Posted by John D. McCalpin, Ph.D. on 22nd November 2016

In a recent Intel Software Developer Forum discussion (https://software.intel.com/en-us/forums/intel-moderncode-for-parallel-architectures/topic/700477), I put together a few notes on the steps required for a single-producer, single-consumer communication using separate cache lines for “data” and “flag” values.

Although this was not a carefully-considered formal analysis, I think it is worth re-posting here as a reminder of the ridiculous complexity of implementing even the simplest communication operations in shared memory on cached systems.


I usually implement a producer/consumer code using “data” and “flag” in separate cache lines.  This enables the consumer to spin on the flag while the producer updates the data.   When the data is ready, the producer writes the flag variable.   At a low level, the steps are:

  1. The producer executes a store instruction, which misses in its L1 Data Cache and L2 cache, thus generating an RFO transaction on the ring.
    • The data for the store is held in a store buffer at least until the producer core has write permission on the cache line in its own L1 Data Cache.
    • The data for the store may be held in the store buffer for longer periods, awaiting other potential stores to the same cache line.
  2. The RFO traverses the ring to find the L3 slice that owns the physical address being used, and the RFO hits in the L3.
  3. The L3 has the data, but also sees that it is marked as being in a clean state in one or more processor private caches, so it issues an invalidate on the cache line containing the flag variable.
    • The L3 may or may not have a way of tracking whether the cache line containing the flag variable is shared in another chip.
    • The L3 may have directories that track which cores may have a copy of the cache line containing the flag variable.  If there are directories, the invalidates may be targeted at the specific caches that may hold the cache line, rather than being broadcast to all cores.
    • The L3 may send the data for the cache line containing the flag to the producer’s cache at this time, but that data cannot be used until the coherence transactions are complete.
  4. The consumer receives the invalidate, invalidates its copy of the flag line, and responds to the L3 that the line has been invalidated.
    • Immediately after responding to the L3 that the line has been invalidated, the spin loop in the consumer tries to load the flag variable again.
  5. The L3 receives the invalidation acknowledgements from all the cores that may have had a shared copy of the line, and notifies the producer core that it now has write permission on the cache line containing the flag data.
    • If you are lucky, the producer core will write the flag variable from the store buffer to the L1 Data Cache immediately on receipt of permission.
    • If you are unlucky, the producing core may lose the line containing the flag variable before the store buffer is written to the L1 Data Cache.  I don’t know if Intel processors can do this, but I know some processors than can lose the line before dumping the store buffer.

▬▬▬

* [Exercise instructions]
- a) In the post on producer/consumer communication, what does the consumer's spin loop do right after the consumer tells the L3 that the line has been invalidated?
- b) Write the next part of the post on producer/consumer cache communication, starting after its final sentence.

▬▬▬

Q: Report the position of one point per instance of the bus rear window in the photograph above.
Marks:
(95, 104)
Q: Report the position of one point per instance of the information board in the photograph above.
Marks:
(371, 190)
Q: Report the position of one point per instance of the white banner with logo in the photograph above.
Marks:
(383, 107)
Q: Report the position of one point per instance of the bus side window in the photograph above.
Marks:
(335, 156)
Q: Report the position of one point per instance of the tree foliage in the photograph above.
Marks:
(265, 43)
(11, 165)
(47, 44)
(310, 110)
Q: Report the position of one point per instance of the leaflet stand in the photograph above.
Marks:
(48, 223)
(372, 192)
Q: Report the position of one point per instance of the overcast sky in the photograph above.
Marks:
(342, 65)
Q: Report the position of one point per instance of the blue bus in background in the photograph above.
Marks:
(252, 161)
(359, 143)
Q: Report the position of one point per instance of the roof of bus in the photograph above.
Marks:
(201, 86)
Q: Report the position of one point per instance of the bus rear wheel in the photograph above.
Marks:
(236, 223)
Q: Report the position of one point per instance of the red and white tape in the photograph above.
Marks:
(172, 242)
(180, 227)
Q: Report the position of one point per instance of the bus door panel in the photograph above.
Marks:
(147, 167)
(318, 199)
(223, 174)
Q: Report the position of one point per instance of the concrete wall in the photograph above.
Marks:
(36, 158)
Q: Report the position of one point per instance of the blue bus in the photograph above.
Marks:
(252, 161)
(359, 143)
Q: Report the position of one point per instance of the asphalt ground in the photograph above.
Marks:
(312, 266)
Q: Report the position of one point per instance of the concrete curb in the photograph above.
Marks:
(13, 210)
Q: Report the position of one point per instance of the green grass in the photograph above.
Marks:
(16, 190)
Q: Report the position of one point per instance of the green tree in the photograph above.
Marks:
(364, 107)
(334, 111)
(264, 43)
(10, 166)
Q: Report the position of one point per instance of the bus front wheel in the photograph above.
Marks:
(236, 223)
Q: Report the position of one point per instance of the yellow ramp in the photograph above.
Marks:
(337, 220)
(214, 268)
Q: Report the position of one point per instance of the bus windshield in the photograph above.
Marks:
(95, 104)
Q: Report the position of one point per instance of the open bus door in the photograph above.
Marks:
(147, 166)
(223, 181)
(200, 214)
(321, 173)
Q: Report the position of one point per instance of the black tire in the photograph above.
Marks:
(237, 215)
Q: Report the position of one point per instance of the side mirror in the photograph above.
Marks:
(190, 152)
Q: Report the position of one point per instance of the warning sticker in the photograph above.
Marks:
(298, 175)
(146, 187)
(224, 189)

▬▬▬

* [Results for each task]
- a) It tries to load the flag variable again.

- b)
  6. Very shortly after sending the write permission notification to the producer core, the L3 will receive a read request from the consumer core for the same cache line containing the flag.
    • Depending on the implementation, several different things might happen.
    • One option is for the L3 to hold the line containing the flag variable in a “transient” state while it waits for an acknowledgement from the Producer core that it has received the write permission message.  In this case the L3 will either:
      • Stall the read request from the consumer core, or
      • NACK the read request from the consumer core (i.e., tell it to try again).
    • Another option is for the L3 to immediately process the read request and send an intervention/downgrade request for the cache line containing the flag variable to the producer core’s cache.
  7. In the “lucky” case, the intervention/downgrade request generated by the read from the consumer core will get the new value of the cache line containing the flag variable and return it to the consumer core and to the L3 slice that owns that physical address.
    • Various implementations have specific ordering requirements here that determine whether the cache line must be sent to the L3 first, then the to consumer core, or whether it can be sent to both at the same time.
    • Some implementations require an extra handshaking step after the consumer core receives the data, before the L3 will give it permission to use the data.  (This is more common in the case of a store than a read.)
  8. Finally the consumer core gets the new value of the flag variable and sees that it has changed!  The data is now ready!
  9. The spin loop on the consumer core now exits, which incurs a 20-cycle mispredicted branch delay.
  10. The consumer core now executes a load instruction to get the data.  This misses in the consumer’s L1 and L2 caches and generates a read request on the ring.
  11. The read request traverses the ring to the slice that owns the physical address of the cache line containing the data (which may be a different slice than the one controlling the cache line containing the flag), and the read request hits in the L3.
  12. The data in the L3 is stale, but the L3 knows exactly which core has write permission on the cache line containing the data, so it issues an intervention/downgrade on the cache line containing the data and targeting the cache of the producer core.
  13. The cache(s) of the producer core receive the intervention/downgrade request and return the new value of the cache line containing the data variable to the L3, simultaneously downgrading the permissions on the line so that it is now “read-only” in the producer’s caches.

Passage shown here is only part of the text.